[[ Provided entries, beginning ]]

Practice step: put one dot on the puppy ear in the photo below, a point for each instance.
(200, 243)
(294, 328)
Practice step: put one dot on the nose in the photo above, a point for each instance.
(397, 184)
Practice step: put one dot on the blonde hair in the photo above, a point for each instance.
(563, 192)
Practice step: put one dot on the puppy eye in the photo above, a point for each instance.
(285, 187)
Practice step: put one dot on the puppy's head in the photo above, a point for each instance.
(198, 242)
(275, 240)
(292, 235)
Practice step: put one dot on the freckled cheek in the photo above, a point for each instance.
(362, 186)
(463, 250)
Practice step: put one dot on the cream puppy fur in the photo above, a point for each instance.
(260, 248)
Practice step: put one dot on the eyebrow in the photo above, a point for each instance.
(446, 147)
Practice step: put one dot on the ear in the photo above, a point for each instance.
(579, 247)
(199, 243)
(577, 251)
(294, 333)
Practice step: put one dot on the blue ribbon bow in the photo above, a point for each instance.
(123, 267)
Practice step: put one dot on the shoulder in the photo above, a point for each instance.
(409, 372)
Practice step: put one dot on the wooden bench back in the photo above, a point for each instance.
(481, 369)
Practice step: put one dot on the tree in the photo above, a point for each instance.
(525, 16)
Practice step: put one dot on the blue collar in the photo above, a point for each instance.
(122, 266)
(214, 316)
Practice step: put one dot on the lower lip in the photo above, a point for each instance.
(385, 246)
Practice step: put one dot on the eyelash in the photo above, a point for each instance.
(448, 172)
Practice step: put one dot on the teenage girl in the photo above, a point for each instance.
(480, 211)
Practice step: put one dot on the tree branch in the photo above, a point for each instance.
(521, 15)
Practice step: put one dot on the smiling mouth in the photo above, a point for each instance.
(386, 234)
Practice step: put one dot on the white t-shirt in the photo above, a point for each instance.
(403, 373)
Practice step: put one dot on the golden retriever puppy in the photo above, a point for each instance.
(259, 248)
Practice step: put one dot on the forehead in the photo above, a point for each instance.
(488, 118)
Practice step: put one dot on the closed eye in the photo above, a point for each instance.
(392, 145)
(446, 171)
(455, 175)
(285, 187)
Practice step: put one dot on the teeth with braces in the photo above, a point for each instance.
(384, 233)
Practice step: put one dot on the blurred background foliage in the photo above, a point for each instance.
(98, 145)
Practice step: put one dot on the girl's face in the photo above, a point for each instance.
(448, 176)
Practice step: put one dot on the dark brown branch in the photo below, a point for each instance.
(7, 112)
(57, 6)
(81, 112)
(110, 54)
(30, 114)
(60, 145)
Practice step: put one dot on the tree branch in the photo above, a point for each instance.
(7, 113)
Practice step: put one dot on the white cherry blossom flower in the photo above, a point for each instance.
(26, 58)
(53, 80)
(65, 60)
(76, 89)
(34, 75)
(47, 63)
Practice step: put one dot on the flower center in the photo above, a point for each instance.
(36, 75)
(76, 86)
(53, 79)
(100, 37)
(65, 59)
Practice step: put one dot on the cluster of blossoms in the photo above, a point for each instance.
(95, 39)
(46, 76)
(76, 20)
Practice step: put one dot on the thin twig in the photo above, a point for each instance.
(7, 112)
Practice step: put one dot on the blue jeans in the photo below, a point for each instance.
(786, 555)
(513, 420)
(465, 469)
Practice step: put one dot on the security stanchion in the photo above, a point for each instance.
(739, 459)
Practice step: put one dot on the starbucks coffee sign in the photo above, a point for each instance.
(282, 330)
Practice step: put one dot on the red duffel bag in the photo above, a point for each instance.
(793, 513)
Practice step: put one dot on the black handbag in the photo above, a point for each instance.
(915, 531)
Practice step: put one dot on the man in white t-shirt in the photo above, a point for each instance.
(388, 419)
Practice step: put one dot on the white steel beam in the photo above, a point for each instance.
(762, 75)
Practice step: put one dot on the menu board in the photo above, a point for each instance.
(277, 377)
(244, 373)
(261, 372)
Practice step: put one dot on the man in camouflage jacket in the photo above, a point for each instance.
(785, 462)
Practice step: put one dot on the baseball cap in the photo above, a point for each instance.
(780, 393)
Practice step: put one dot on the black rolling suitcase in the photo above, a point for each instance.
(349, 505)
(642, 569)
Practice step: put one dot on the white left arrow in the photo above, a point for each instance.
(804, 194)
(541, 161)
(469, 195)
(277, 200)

[[ Provided entries, end ]]

Task description
Starting at the line that contains "Practice step: put one dot on the man in camouflage", output every remaining line of the data exactly, and stop after the last one.

Task answer
Practice step: put one dot on the man in camouflage jacket in the photo above, a point for each instance.
(785, 462)
Practice step: put one dot on the baseball cap in the photo above, a point for each instance.
(780, 393)
Practice step: put one dot on the black rolling suitcase in the photo above, a point for each instance.
(349, 505)
(642, 569)
Practice step: put one dot on the white left arrow in the photo above, a point for each instance.
(804, 194)
(541, 161)
(469, 195)
(277, 200)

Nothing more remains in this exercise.